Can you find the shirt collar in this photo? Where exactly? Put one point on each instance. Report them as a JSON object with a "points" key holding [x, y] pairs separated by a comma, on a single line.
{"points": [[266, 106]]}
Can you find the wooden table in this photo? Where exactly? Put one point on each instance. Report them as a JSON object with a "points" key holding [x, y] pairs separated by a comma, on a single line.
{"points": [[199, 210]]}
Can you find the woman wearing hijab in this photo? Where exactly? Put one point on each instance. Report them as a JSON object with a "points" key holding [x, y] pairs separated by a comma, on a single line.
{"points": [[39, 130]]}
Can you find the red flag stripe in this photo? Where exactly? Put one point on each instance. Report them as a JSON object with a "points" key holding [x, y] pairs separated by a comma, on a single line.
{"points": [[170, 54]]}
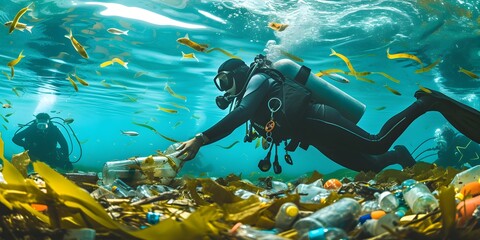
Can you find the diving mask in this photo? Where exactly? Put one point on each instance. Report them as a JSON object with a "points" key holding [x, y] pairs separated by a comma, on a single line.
{"points": [[223, 101], [42, 124], [224, 80]]}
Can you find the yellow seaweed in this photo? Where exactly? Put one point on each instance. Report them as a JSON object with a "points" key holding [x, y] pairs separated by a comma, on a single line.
{"points": [[229, 146], [448, 209]]}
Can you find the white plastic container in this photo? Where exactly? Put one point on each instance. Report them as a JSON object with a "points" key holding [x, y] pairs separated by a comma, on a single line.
{"points": [[465, 177], [286, 215], [144, 170]]}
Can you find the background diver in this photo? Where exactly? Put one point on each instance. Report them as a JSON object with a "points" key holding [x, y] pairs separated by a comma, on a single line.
{"points": [[40, 138], [250, 92], [453, 149]]}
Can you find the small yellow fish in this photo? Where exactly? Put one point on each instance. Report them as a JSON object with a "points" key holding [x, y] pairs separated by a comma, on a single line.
{"points": [[230, 146], [105, 84], [167, 110], [222, 51], [169, 90], [6, 75], [106, 63], [403, 55], [328, 71], [277, 26], [17, 17], [429, 67], [72, 82], [388, 76], [177, 124], [14, 62], [15, 90], [424, 88], [139, 74], [78, 47], [291, 56], [468, 73], [117, 31], [365, 80], [121, 62], [187, 42], [346, 60], [20, 26], [179, 106], [68, 120], [81, 81], [392, 90], [189, 55]]}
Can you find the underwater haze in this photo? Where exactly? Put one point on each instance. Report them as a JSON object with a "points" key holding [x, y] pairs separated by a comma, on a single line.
{"points": [[444, 34]]}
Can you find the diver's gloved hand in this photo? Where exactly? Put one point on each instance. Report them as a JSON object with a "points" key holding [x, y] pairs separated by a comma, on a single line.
{"points": [[189, 148], [68, 166]]}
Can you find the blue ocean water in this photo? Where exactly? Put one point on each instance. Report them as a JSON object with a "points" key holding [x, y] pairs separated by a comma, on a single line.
{"points": [[117, 97]]}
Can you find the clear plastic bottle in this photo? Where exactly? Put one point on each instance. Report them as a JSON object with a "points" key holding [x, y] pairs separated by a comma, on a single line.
{"points": [[376, 227], [387, 201], [248, 232], [121, 189], [465, 177], [309, 193], [286, 215], [131, 171], [143, 191], [418, 197], [325, 234], [341, 214], [102, 192]]}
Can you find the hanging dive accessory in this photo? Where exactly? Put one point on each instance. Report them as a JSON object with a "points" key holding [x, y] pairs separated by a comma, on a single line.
{"points": [[276, 165], [250, 133], [288, 158], [265, 164]]}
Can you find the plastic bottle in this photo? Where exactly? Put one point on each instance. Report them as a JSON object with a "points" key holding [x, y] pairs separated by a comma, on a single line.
{"points": [[467, 176], [143, 191], [102, 192], [247, 232], [308, 193], [418, 197], [376, 227], [121, 189], [286, 215], [386, 201], [341, 214], [165, 169], [325, 234], [369, 206]]}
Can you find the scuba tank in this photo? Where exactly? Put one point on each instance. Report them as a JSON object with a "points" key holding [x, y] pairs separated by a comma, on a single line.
{"points": [[322, 91]]}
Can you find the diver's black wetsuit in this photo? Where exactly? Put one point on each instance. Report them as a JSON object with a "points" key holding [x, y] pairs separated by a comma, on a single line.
{"points": [[325, 128], [459, 151], [43, 145]]}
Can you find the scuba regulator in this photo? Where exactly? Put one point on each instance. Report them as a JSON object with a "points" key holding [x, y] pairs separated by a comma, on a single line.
{"points": [[224, 101]]}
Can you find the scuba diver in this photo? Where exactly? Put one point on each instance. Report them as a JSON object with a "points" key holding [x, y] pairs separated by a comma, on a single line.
{"points": [[40, 138], [453, 149], [281, 110]]}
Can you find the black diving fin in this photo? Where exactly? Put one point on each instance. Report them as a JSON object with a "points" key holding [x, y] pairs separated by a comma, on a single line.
{"points": [[464, 118]]}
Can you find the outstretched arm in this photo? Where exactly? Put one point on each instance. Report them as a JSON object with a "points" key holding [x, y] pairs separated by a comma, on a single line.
{"points": [[19, 138]]}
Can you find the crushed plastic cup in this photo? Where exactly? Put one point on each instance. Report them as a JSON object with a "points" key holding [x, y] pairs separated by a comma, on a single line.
{"points": [[162, 169]]}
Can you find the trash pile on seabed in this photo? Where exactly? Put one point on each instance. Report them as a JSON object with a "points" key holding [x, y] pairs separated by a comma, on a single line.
{"points": [[423, 202]]}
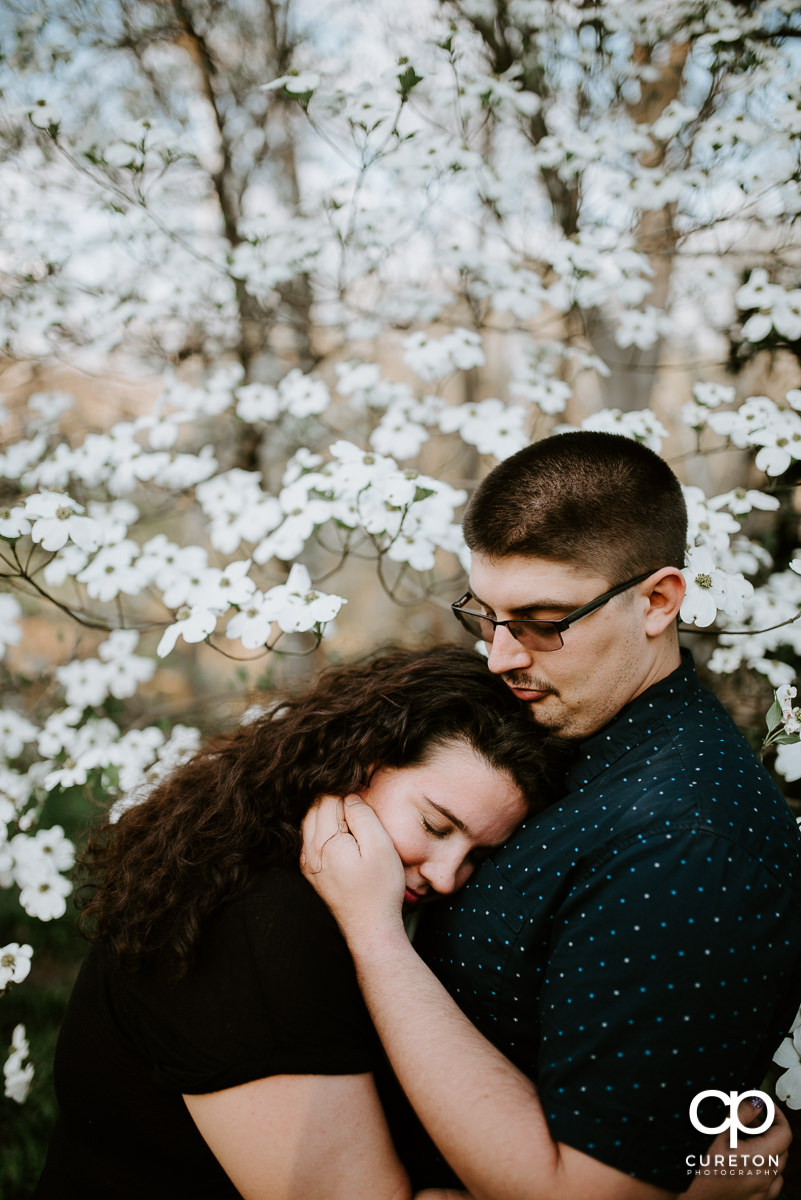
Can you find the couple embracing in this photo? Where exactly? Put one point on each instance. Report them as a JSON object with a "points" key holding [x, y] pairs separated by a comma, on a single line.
{"points": [[619, 936]]}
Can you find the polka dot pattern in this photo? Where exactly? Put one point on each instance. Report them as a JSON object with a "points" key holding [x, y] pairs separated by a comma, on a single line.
{"points": [[638, 942]]}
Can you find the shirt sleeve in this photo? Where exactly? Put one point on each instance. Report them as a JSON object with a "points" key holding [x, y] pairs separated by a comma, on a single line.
{"points": [[657, 990], [273, 991]]}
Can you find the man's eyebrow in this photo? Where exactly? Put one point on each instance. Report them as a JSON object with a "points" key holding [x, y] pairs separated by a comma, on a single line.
{"points": [[562, 605]]}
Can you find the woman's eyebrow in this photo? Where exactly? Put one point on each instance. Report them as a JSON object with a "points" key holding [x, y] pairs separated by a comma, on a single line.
{"points": [[449, 816]]}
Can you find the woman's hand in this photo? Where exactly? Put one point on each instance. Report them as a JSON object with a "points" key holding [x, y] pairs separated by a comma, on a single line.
{"points": [[746, 1181], [351, 863]]}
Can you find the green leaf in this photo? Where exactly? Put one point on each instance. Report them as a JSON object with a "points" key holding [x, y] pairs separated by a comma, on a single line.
{"points": [[408, 79]]}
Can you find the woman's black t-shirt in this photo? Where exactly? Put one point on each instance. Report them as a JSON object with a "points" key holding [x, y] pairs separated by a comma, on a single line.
{"points": [[272, 991]]}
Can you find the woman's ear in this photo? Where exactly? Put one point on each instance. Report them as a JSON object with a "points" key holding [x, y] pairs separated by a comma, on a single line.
{"points": [[664, 592]]}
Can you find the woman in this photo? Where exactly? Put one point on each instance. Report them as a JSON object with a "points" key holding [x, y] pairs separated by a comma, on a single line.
{"points": [[216, 1042]]}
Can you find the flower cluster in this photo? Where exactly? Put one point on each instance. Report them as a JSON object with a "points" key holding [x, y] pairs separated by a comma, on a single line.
{"points": [[17, 1073]]}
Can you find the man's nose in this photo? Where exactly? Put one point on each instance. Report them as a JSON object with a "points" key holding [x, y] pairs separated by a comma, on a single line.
{"points": [[506, 653]]}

· · ·

--- WHAT IS BEING ASKED ---
Copy out all of the records above line for line, leaving out the pictures.

--- WORKED ANSWER ---
Can you find the shirt collar in this photo? Where exactly? Put one point on each instance. Report them as a JSON object with a "points" key holding [x, y] pairs separated by a comma, on a single line.
{"points": [[266, 106]]}
Can you find the wooden table in this photo? Where exactly? Put one point on each instance. Report them as a JSON object with a "points" key holding [x, y] pairs separated by a comma, on a single line.
{"points": [[199, 210]]}
Can you find the woman wearing hijab in this photo? Where exactly? Put one point on each instance. Report them as a JSON object with a "points" key holding [x, y] pairs separated by a comma, on a single line.
{"points": [[39, 130]]}
Can you find the red flag stripe in this photo? Where exactly? Put one point on each instance. Report them as a JSON object with a "points" key holding [x, y] pairs separated by a comma, on a single line.
{"points": [[170, 54]]}
Can you find the diving mask in this photo? Where exactly? Put one point on each instance. Report them as a JSON object with a "points" key holding [x, y] pairs separated by a comma, on a single line.
{"points": [[223, 101], [42, 124], [224, 80]]}
Can you find the yellow seaweed in this photo? Where exactly? Put one point on each instance. Report them as a JSON object with a "points" key holding [x, y] pairs separated by a comma, on a single line.
{"points": [[229, 146], [448, 209]]}
Can you find the white plastic container in this photo? Where exactly? Put one point on each instance. Report them as a JSON object with a "points" key holding [x, y] pairs separated by a comma, on a single line.
{"points": [[465, 177], [286, 215], [144, 170]]}
Can you find the background diver in this photo? Where exactly? Put one point on each instance. Report them as a JSON object with a "points" key holding [x, y] pairs separated by a comma, on a single line.
{"points": [[40, 138], [250, 92], [453, 149]]}
Can you find the small yellow fish in this photo? Where exactly? Put one point on each instance. Report them as a JSON object with a "points" key holding [x, y] pairs separated by a comma, on a single line.
{"points": [[230, 146], [105, 84], [167, 110], [222, 51], [169, 90], [6, 75], [106, 63], [403, 55], [328, 71], [277, 26], [17, 17], [429, 67], [72, 82], [388, 76], [177, 124], [14, 62], [15, 90], [424, 88], [139, 74], [78, 47], [291, 56], [468, 73], [117, 31], [365, 80], [121, 62], [187, 42], [346, 60], [20, 26], [179, 106], [68, 120], [81, 81], [392, 90], [189, 55]]}
Can you find the underwater haze in this photo? Where exactly? Put one point on each instance. Report them as a JSON object with a "points" key holding [x, y] pairs separated by a comma, on a single line.
{"points": [[444, 34]]}
Can you find the diver's gloved hand in this photo? Where exactly? Put one point on each instance. Report them as a JSON object with a "points" key holding [x, y] pairs separated by a comma, on a single line.
{"points": [[189, 148], [68, 166]]}
Can you find the blue ocean water in this photo? Where exactly? Put one point on each instance. Report them as a JSON object with a "points" key holding [x, y] pairs separated by a comma, on a single line.
{"points": [[117, 97]]}
Can you find the clear plastic bottle in this photo? Where exactly? Put one point on each instance. Report them as a JSON object with a "points" key holding [x, y] pairs separated by a comma, on a single line.
{"points": [[376, 227], [387, 201], [248, 232], [121, 189], [465, 177], [309, 193], [286, 215], [131, 171], [143, 191], [418, 197], [325, 234], [341, 214], [102, 192]]}
Can you find the hanging dive accessory in this photo? Where exactly? Put one point on each instance. Report them as a JSON object with a "points" key holding [x, y] pairs separated by a comma, on a single line.
{"points": [[276, 165], [250, 133], [288, 158], [265, 164]]}
Can you find the plastic bottle in this photo? Where exactly? Put one point on each instance. Report them as a JSON object with a "points" key holding [x, y] pairs separated by a comma, on a single line.
{"points": [[467, 176], [143, 191], [102, 192], [247, 232], [308, 193], [418, 197], [376, 227], [121, 189], [286, 215], [386, 201], [341, 214], [165, 169], [325, 234], [369, 206]]}
Can you find the scuba tank in this photo? Where exactly? Put one point on each instance. Report them as a JSON object with a "points" key holding [x, y] pairs separated by a comma, on a single line.
{"points": [[322, 91]]}
Can you find the diver's black wetsuit in this photo? Where exactly? Put one point on each instance. Report them as a JSON object with a "points" key holding [x, y] pairs separated by a comma, on a single line.
{"points": [[325, 128], [459, 151], [43, 145]]}
Can you find the scuba regulator in this photo? Where exactly? Put one point on each instance. Report them as a JSON object with a "points" key holding [x, y] pairs separated by a comma, on a single line.
{"points": [[224, 101]]}
Can you find the scuba diver in this photo? Where exactly? Put one point on each instance. Report them as a JSON object with a "points" key holding [x, y] pairs separated by a comma, on a single line.
{"points": [[40, 138], [453, 149], [281, 110]]}
Can you find the black diving fin in this photo? Where exactly? Put one point on each instance. Report them as a JSON object with a "points" key holding [x, y] pairs separated by a comma, on a single line.
{"points": [[464, 118]]}
Can you find the outstretched arm in this photo? Where exactly? Put one point on each instance. Report them as a JSON object with a "points" key holding [x, y] pairs separated by a comma, on a single line.
{"points": [[19, 138]]}
Can you find the crushed plastic cup in this photo? Where exactly? Put one point on each instance. Report them as a JSON object with a "points" key holding [x, y] pairs separated by a comma, on a single line.
{"points": [[162, 169]]}
Can you find the trash pile on seabed in this photo? Where exactly? Put one point on each instance. Report them as a JSON object with a "points" key holding [x, y] pairs separated by a comma, on a single line.
{"points": [[423, 202]]}
Can you find the couple embracing in this photo? Where exactly? Put one point on each instance. Report them as a JSON object with a "points" key holding [x, y] pairs separated by a comma, on a single line.
{"points": [[619, 936]]}
Can you find the polka dot pattern in this photo? Where exactly? Put one point on each instance. Report them as a JSON object with a "points" key holding [x, y] pairs separated by a comma, on a single line.
{"points": [[638, 942]]}
Can you find the shirt sleeve in this photo? Where exactly? Put one point on each instance. Report them as a JSON object with a "points" key holding [x, y] pairs separated by a comma, on a single line.
{"points": [[657, 990], [273, 991]]}
Can you find the man's eyebrow in this photo? Where exactly? Put one point on each instance. Report them as a JSON object with a "points" key holding [x, y] pairs separated by a comma, on a single line.
{"points": [[562, 605]]}
Can you find the woman's eyebrow in this photo? Where exactly? Put one point on each instance. Report them as a JSON object with a "points" key holding [x, y] pairs separated by a comma, on a single line.
{"points": [[449, 816]]}
Can you find the woman's hand in this photo? Where exactly? Put one point on each instance. Report them as a JSON object with a "points" key holding [x, y] pairs separated by a comma, on a single line.
{"points": [[746, 1181], [351, 863]]}
Can you find the green leaf in this photo? Where exactly? Put one point on each instance. Report them as a JSON object with a "points" key holding [x, y] pairs separated by a comma, on a single line.
{"points": [[408, 79]]}
Can you find the woman's black t-shirt in this photo? Where exactly? Put one point on each instance. Report them as a JSON object with a "points" key holding [x, y] pairs separated by a comma, on a single line.
{"points": [[272, 991]]}
Can you find the woman's ear in this photo? Where exactly? Put one point on each instance. Report them as a JSON object with a "points" key holding [x, y] pairs separated by a comma, on a single line.
{"points": [[664, 592]]}
Can you find the woman in this photo? Where exactly? Put one point on each instance. Report them as a JSON object with a "points" key holding [x, y] pairs separated by a comma, on a single line.
{"points": [[216, 1042]]}
Can you find the flower cluster in this photo? Where exactly? Put one point on each instance. Report them as a JSON object with a "points" key holding [x, y] pairs separated by a comma, on a single line.
{"points": [[17, 1073]]}
Can you find the man's nose in this photo? Where exactly? Put one point on each instance. Report them as a JSON object with a "points" key holding [x, y] pairs separated by a comma, on a single line.
{"points": [[506, 653]]}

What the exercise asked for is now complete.